> Aim of the exercise
Answer these questions from the speech on living with AIDS.
1. How many years has the speaker lived with the AIDS virus?
2. What does the speaker say keeps people living with AIDS from being tested?
3. Which two kinds of policies does the speaker want leadership to influence?
Selected excerpt Start Marker
As a Kenyan woman and a woman living with AIDS, I treasure the leadership, expertise and wisdom of you to bring this prayer forum.
My presence here is not so much on expertise but more an indication and a symbolic of strides of healing and reconciliation that have taken place in the last couple of years. And for that I am grateful.
My only strength here is in fact also captured in my identity; that I am a woman, and a woman with AIDS. I have spent nineteen years living with the AIDS virus and all my time is committed to giving hope to those who have also been found by the virus no matter how helpless and hopeless sometimes it may look.
Some of what I have learnt on the road to AIDS is painful; stigma and discrimination are brutal and universal. Hypocrisy mars every level of government response to AIDS by pandering stigma and moral judgemetalism or rather playing the deaf to critical issues affecting lives of those who are HIV-infected.
Our leaders who are also power brokers can respond more readily to international declarations and commitments more than they will respond to the orphaned child’s cry at home.
I recognize that as people living with AIDS – PLWAs – we are branded by others more than we define ourselves. We are not seasoned fighters who know how to battle societal judgments.
When our leaders, preachers, teachers, etc tell us that AIDS is a dirty illness belonging to dirty people, we don’t want to be identified as infected.
We fear our families’ rejection and our communities’ isolation. Our fears keep us from being tested, stigmatization block us from seeking treatment and ultimately condemn us to a slow, painful and inevitable death.
What we, PLWAs, need most and most urgently is the redemption of our status as human beings, we need leaders to champion our cause until we gather enough courage and strength to champion it ourselves. We are desperate for leadership that will define us as human beings, valued and worth no matter our HIV status.
We are ordinary people in need of extraordinary leadership. We need leadership that will influence workplace policies and insurance policies and other practices that discriminate us day in day out. Leadership that will put policies in place that will protect our rights as human beings. We are not asking for extra favours. We don’t ask for special treatments or special considerations.
Selected excerpt End Marker
Input data Start Marker
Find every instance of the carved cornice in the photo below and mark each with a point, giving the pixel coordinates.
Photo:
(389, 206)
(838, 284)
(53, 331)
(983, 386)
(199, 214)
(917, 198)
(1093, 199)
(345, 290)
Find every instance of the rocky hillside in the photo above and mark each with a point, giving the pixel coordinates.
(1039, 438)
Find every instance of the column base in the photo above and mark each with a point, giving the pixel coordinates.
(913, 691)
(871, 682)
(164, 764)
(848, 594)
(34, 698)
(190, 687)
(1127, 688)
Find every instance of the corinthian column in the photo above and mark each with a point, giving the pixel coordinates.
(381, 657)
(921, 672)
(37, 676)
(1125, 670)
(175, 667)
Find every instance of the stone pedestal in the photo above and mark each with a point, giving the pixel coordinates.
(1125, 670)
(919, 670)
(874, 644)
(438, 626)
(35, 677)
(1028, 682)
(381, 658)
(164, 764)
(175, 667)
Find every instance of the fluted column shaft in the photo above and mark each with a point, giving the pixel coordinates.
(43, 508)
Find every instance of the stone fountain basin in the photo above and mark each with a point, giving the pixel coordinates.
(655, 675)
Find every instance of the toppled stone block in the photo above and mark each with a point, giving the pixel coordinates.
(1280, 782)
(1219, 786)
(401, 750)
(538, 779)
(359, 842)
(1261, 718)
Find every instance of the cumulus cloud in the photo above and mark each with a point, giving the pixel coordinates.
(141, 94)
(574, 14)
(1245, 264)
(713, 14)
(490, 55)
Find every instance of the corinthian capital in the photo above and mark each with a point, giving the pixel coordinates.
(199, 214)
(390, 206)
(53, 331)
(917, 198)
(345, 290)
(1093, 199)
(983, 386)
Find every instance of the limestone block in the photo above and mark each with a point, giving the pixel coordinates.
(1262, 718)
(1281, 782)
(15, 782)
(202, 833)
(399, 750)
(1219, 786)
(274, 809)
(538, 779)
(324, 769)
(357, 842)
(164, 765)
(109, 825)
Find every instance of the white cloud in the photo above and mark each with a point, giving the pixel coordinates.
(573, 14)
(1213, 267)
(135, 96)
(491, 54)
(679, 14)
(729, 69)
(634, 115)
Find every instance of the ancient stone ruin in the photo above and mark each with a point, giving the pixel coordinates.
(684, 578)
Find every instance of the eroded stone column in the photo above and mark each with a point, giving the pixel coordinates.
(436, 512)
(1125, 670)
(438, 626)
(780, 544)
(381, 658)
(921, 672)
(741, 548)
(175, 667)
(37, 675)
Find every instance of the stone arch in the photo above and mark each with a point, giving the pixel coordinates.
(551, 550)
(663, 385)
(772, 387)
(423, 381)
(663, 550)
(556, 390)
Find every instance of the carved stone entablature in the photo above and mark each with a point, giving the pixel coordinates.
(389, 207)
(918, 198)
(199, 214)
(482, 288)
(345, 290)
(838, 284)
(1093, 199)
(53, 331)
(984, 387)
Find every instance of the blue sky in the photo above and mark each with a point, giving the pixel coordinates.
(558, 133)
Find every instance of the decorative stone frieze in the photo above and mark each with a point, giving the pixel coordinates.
Input data End Marker
> Response to the task
1. Nineteen years.
2. Their fears of their families' rejection and their communities' isolation.
3. Workplace policies and insurance policies.